▶ **Instruction**:
Print the data below line for line, changing nothing.

Extracted data:
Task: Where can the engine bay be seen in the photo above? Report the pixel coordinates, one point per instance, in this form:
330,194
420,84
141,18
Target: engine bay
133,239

▶ **Solution**:
Task: Where can the engine bay be seen in the photo above? Report the pixel coordinates, one point per instance, in this form:
330,194
420,84
141,18
Target: engine bay
133,239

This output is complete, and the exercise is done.